### Your goal
Copy every line from the records that holds the word "pink".

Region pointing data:

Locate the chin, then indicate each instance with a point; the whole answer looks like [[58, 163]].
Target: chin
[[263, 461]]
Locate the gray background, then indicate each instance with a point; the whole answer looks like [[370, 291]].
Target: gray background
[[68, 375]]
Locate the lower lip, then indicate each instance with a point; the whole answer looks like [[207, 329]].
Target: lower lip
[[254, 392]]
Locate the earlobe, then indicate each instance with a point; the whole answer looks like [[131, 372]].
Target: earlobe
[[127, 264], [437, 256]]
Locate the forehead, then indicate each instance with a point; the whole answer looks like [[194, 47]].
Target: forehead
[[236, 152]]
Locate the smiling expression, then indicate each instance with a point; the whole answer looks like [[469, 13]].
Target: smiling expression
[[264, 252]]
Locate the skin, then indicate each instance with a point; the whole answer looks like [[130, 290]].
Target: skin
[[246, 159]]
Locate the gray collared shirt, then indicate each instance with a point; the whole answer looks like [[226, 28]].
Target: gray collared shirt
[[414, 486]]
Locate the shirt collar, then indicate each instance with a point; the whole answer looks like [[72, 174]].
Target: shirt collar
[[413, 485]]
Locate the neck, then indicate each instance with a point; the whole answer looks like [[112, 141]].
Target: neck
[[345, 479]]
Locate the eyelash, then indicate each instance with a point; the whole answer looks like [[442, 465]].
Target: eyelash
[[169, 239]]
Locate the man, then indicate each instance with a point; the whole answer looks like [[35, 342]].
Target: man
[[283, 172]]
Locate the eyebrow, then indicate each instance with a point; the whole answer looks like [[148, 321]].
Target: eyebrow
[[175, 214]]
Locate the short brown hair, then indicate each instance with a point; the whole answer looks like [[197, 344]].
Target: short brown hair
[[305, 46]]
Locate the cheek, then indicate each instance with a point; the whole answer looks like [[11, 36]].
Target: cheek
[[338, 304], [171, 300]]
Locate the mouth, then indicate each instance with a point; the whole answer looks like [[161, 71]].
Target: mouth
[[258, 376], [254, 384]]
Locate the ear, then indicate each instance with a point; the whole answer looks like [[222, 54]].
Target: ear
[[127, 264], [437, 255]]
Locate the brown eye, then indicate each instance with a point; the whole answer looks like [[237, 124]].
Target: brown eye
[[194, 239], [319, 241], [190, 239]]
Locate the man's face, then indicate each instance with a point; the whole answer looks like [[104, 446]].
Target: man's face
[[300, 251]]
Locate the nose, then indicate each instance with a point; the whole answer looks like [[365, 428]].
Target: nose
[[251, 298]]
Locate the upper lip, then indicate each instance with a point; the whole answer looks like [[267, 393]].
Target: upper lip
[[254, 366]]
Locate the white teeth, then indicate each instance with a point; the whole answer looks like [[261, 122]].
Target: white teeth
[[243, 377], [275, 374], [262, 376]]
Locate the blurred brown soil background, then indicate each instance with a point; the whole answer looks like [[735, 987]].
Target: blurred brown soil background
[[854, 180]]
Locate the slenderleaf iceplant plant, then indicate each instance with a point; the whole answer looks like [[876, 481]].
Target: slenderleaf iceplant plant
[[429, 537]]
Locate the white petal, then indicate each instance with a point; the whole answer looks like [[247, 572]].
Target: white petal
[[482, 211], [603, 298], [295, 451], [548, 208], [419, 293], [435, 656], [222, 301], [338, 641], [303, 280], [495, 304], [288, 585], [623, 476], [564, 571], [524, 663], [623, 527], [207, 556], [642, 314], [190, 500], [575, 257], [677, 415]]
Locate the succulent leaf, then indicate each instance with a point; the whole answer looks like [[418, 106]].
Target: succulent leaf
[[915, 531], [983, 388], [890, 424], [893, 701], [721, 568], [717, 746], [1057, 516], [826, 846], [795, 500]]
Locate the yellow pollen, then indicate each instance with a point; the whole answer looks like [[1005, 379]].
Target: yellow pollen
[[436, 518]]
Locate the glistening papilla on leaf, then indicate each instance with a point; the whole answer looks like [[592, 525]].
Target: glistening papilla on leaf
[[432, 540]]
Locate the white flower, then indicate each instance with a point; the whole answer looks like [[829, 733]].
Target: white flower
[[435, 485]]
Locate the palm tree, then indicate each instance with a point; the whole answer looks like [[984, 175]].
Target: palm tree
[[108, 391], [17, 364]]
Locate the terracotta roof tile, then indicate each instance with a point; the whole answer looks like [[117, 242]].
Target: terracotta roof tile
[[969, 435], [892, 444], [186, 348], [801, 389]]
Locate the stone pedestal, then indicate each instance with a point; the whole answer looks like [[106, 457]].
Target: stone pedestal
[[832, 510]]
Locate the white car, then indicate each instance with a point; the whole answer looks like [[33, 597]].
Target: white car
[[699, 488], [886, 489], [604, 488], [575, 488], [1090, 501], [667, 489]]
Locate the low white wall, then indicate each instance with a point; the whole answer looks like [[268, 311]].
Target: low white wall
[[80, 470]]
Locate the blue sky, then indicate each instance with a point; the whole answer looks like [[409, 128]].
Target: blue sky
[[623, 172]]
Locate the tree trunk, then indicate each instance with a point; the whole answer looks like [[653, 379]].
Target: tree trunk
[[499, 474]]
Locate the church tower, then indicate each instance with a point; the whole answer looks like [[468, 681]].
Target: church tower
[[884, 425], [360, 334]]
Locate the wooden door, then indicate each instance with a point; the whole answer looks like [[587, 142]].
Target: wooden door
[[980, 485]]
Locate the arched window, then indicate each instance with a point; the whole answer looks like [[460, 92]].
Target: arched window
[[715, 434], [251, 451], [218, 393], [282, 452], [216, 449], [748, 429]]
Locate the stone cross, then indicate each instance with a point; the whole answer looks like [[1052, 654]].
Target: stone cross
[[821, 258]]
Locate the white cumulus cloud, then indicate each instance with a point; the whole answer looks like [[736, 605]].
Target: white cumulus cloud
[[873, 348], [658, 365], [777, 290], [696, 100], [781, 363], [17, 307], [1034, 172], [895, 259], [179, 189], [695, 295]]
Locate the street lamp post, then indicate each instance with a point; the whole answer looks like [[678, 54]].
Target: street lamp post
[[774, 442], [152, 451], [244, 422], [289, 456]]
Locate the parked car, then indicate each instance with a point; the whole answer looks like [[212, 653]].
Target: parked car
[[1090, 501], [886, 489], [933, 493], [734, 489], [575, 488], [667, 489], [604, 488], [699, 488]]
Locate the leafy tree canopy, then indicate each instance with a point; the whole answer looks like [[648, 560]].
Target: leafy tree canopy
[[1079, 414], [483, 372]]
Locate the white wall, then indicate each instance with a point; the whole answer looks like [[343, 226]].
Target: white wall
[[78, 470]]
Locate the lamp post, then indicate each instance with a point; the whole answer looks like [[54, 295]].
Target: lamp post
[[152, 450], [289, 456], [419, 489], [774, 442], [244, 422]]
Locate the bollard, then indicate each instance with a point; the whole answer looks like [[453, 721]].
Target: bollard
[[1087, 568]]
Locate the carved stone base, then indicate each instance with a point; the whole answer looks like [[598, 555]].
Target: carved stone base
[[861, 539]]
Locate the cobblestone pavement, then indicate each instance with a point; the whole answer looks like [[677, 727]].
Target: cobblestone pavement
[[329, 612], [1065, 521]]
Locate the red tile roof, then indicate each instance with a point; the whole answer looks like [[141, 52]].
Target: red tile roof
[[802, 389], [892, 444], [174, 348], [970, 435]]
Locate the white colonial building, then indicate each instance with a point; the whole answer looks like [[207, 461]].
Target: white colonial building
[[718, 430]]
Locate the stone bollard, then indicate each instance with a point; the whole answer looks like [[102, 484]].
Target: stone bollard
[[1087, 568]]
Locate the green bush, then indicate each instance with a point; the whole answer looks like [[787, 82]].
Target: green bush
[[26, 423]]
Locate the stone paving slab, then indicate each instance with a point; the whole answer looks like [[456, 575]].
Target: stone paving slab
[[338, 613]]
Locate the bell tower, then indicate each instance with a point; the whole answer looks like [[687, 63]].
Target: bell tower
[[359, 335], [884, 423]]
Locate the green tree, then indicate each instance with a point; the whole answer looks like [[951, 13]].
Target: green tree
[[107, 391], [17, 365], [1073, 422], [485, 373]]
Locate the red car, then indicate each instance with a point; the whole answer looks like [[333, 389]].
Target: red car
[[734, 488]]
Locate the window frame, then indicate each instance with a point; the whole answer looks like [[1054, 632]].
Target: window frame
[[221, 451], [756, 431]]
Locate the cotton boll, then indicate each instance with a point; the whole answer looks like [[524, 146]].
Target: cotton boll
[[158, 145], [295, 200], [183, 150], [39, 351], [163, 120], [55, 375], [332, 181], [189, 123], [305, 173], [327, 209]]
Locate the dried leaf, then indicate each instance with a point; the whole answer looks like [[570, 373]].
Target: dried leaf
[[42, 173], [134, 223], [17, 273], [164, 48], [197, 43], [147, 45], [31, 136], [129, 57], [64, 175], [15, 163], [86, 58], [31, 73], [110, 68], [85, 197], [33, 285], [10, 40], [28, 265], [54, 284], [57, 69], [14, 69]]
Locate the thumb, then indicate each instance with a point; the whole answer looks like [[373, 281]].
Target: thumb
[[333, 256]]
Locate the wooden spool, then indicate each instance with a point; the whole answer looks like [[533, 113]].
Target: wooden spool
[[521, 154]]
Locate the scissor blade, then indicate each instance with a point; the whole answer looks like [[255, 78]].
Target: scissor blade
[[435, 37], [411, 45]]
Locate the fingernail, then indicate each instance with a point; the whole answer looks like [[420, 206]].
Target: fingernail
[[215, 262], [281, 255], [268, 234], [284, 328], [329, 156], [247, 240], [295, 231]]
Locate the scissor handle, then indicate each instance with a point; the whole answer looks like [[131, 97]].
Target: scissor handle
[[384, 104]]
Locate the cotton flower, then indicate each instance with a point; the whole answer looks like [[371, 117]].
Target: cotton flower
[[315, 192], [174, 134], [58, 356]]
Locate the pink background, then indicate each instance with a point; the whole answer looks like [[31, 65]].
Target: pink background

### Answer below
Locate the pink background, then indicate each instance with a point; the whole answer looks like [[31, 65]].
Target: pink background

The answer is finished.